PROVIDED TEXT:
____________
Elise is nice, but we're sure most of us would prefer a well-equipped, four-door, four-seater hatchback at oh, shall we say, R214 000? Now that we have that foolishness out of the way, let’s look at what the Suzuki offers. Apart from what we have already mentioned, the Sport offers six-speed manual transmission with its top ratio geared toward a good compromise between fuel economy and decent roll-on performance, a taut chassis with suspension that balances very acceptable handling with comfort, and a well filled box of toys and safety equipment.
Kit that helped it earn its EuroNCAP five star rating includes ABS brakes with EBD and EBA, six airbags, breakaway pedals, ISOFix child seat anchors and ESP. Comfort and convenience items include a six-speaker sound system with the usual sockets, powered window winders and wing mirrors, filtered automatic air conditioning, remote central locking, a trip computer and keyless starting.
Settle in behind the wheel, adjust its height and reach, note that it has satellite buttons for controlling radio and music and adjust the height of the seat. It doesn’t go down very far, but “enough,” leaving you with a fairly elevated outlook on the world. It’s not quite city car but not absolutely sporty either. The seats are based on those in the ordinary Swift, but with added side bolstering. This makes them supportive without being overwhelming. Reassuring is a good word. Covered in black cloth with “Sport” emblems and contrasting red stitching, they look the part too.
The gearbox has nicely spaced ratios with shift action earning about eight-and-a-half out of ten. It’s OK but feels a little notchy. Top is geared for about 3100 rpm at 120, giving reasonable roll-on acceleration at cruising speed. This actually works better than being geared for so-called ultimate economy, because you can keep going without having to choose between labouring the engine and changing down every time the road slopes slightly upward. It storms like a charging samurai in fifth, by the way.
____________
MATERIAL PROVIDED:
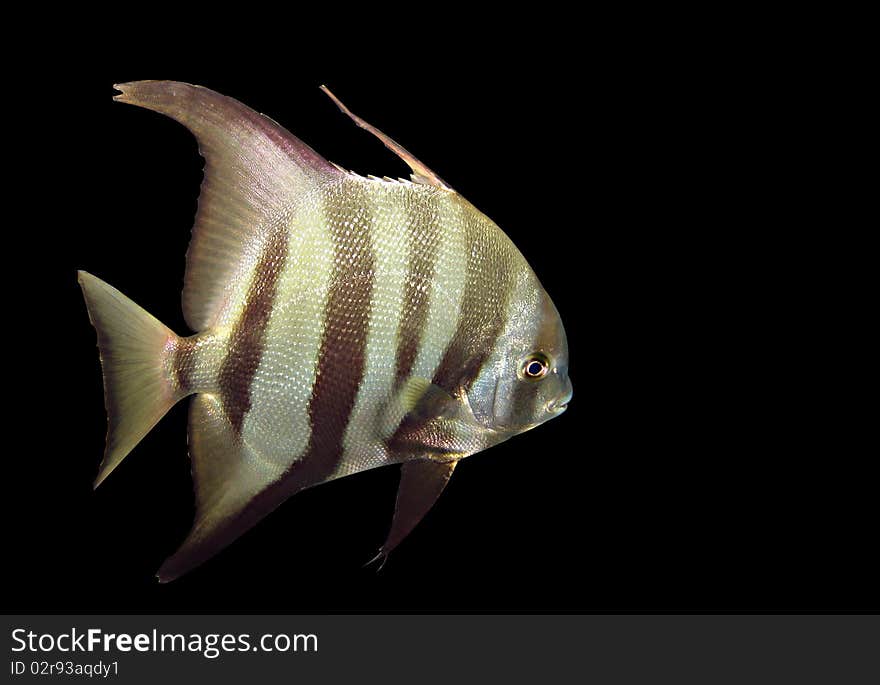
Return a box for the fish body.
____________
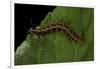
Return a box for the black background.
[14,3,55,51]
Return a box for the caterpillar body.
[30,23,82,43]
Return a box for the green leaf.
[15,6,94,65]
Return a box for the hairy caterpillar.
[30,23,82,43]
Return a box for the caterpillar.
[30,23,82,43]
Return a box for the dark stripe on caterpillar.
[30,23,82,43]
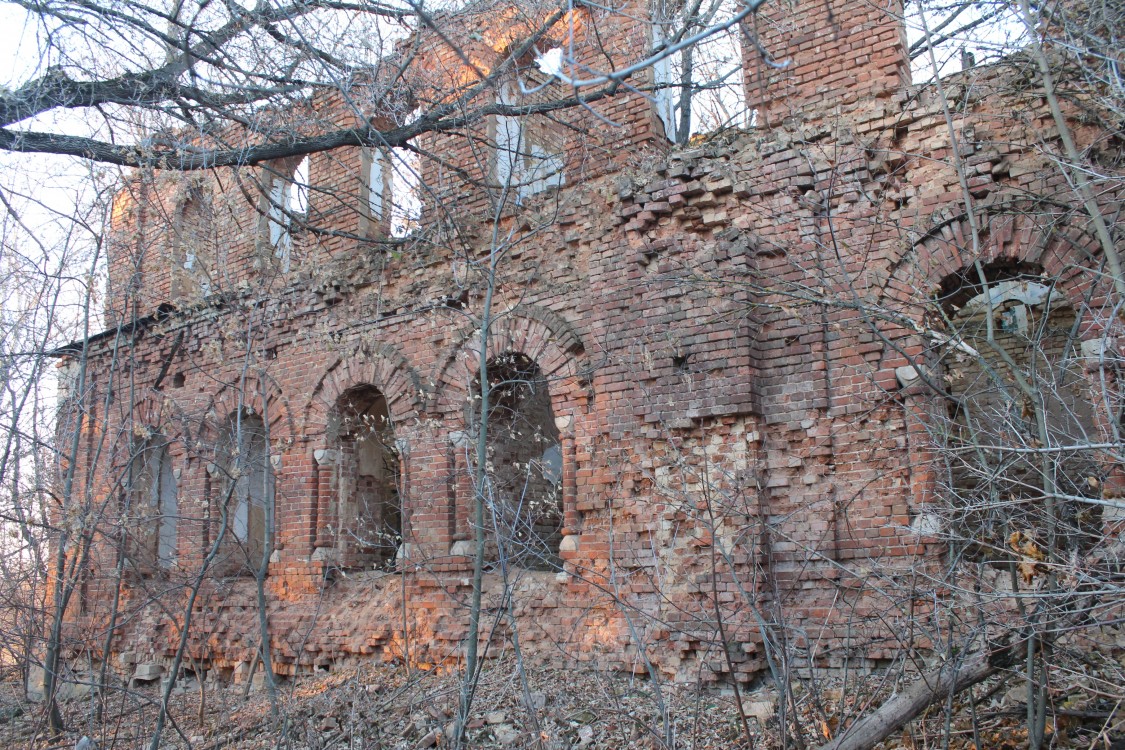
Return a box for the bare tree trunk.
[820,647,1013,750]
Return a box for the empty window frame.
____________
GIVEN TASK:
Please reproduce the part of the car review that opens with the words "Elise is nice, but" and closes with "and safety equipment.", substituting "sedan" for "hatchback".

THE ANSWER:
Elise is nice, but we're sure most of us would prefer a well-equipped, four-door, four-seater sedan at oh, shall we say, R214 000? Now that we have that foolishness out of the way, let’s look at what the Suzuki offers. Apart from what we have already mentioned, the Sport offers six-speed manual transmission with its top ratio geared toward a good compromise between fuel economy and decent roll-on performance, a taut chassis with suspension that balances very acceptable handling with comfort, and a well filled box of toys and safety equipment.